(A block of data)
--- Begin ---
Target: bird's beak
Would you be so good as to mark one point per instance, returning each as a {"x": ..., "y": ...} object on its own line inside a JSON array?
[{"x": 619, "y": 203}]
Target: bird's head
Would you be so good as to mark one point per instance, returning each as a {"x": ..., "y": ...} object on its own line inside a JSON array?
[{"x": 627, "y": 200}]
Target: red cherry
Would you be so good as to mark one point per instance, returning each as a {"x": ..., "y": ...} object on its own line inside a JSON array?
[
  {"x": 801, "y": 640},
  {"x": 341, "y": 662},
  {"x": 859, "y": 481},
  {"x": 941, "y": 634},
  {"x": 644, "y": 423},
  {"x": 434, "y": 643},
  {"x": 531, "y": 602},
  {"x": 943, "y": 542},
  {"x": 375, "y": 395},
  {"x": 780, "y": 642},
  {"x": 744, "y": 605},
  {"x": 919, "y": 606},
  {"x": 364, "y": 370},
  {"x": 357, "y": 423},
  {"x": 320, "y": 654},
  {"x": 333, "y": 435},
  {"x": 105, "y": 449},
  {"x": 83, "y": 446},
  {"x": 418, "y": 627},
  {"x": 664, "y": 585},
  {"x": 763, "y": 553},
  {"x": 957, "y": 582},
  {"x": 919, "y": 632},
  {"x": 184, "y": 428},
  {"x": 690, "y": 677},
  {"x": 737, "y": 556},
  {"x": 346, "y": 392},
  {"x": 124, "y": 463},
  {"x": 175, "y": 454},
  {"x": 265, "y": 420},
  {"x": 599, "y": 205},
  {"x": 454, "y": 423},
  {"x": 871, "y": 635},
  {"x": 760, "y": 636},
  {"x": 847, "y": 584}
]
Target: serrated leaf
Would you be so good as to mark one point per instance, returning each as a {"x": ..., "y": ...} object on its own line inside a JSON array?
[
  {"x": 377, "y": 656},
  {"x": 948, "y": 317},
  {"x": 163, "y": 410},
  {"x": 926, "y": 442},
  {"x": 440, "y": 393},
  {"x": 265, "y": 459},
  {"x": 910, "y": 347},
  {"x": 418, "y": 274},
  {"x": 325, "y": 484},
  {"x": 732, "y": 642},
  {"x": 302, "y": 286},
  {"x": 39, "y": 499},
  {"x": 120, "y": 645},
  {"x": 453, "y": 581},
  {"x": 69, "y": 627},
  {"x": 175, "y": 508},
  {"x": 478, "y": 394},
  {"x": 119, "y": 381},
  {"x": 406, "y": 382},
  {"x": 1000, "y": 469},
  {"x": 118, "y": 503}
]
--- End ---
• Your task
Reproduce everything from the line containing "Target: serrated leaf" down to the end of the entries, with "serrated" replaced by "toothed" and nothing else altered.

• Response to this task
Target: toothed leaf
Would you be so good as to mark one point per instance, returning each as a {"x": ..., "y": ...} object on its own line inside a JSON array?
[
  {"x": 377, "y": 656},
  {"x": 948, "y": 317},
  {"x": 163, "y": 410},
  {"x": 926, "y": 442},
  {"x": 440, "y": 393},
  {"x": 265, "y": 459},
  {"x": 910, "y": 347},
  {"x": 418, "y": 274},
  {"x": 325, "y": 484},
  {"x": 732, "y": 642},
  {"x": 302, "y": 286},
  {"x": 39, "y": 499},
  {"x": 120, "y": 645},
  {"x": 453, "y": 581},
  {"x": 69, "y": 627},
  {"x": 175, "y": 508},
  {"x": 478, "y": 394},
  {"x": 119, "y": 381},
  {"x": 406, "y": 382},
  {"x": 1000, "y": 469},
  {"x": 118, "y": 503}
]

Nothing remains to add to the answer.